◆ THE RECORDS
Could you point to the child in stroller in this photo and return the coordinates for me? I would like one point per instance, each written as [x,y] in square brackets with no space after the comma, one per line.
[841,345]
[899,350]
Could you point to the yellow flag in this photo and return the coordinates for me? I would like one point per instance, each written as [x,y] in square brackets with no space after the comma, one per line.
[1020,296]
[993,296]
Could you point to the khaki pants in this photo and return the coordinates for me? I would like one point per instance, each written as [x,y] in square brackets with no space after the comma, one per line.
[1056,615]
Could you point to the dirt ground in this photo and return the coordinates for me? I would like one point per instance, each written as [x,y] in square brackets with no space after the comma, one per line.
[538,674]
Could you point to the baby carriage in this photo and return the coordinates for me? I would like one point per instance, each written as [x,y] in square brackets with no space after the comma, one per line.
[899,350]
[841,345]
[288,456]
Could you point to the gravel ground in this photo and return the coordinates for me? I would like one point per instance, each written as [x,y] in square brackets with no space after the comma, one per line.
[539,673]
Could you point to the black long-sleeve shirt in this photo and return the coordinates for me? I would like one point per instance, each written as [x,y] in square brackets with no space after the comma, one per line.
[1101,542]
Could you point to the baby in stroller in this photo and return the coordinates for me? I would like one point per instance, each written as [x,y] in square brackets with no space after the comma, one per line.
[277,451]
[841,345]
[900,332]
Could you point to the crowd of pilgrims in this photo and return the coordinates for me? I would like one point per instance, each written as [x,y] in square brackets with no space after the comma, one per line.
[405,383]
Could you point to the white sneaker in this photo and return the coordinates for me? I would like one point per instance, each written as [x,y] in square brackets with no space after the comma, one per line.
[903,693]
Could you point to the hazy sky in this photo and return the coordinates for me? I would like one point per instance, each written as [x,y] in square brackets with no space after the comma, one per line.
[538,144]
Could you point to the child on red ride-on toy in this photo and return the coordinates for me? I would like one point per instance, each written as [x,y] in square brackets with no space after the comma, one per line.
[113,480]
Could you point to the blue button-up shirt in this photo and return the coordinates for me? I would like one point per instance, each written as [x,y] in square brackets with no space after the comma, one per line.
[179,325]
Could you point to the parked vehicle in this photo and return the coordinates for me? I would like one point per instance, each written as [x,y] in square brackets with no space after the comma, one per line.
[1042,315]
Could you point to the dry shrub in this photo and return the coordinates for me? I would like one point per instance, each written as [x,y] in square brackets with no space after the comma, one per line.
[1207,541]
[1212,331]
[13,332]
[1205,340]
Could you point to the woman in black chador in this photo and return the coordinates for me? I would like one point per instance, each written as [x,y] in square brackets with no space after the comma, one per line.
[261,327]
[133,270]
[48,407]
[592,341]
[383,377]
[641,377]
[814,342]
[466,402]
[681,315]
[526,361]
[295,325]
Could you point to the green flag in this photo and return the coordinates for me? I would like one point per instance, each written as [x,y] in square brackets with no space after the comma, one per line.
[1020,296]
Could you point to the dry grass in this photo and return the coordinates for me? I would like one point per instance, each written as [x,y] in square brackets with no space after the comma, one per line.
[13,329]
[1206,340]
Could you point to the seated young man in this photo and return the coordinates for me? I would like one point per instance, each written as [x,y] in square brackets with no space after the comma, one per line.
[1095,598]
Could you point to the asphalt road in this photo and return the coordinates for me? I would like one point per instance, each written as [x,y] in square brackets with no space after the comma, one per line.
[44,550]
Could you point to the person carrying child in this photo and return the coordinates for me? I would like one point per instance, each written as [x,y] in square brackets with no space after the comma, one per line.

◆ EXERCISE BRIEF
With both ends included, please retype exactly the lines from the line containing "Could you point to the green" to the final line of the data.

◆ RESPONSE
Could you point to the green flag in this photo and return the coordinates for me? I would like one point per instance, each written as [x,y] in square brackets with no space after the comma, one per line.
[1020,296]
Could you point to the dry grass in this photo and return the coordinates for me? I would like one point per instance, each written as [x,y] in square brackets with no space after the comma, one per line.
[13,329]
[1206,340]
Could you point to the seated young man in this photo and return the coordinates for me? I would like one point per instance, each written as [x,y] in square brackets with no space after the comma, one per line.
[1095,598]
Could you point to the asphalt road in this photo and return the coordinates for me? I would like one point per instance, each written as [x,y] in square brackets with no space after the comma, one per line.
[44,550]
Could you point to the person carrying child in this photo and return the coordinates for me? I would like one point per instance, each written as [x,y] in square brackets with no space after the comma, one per line.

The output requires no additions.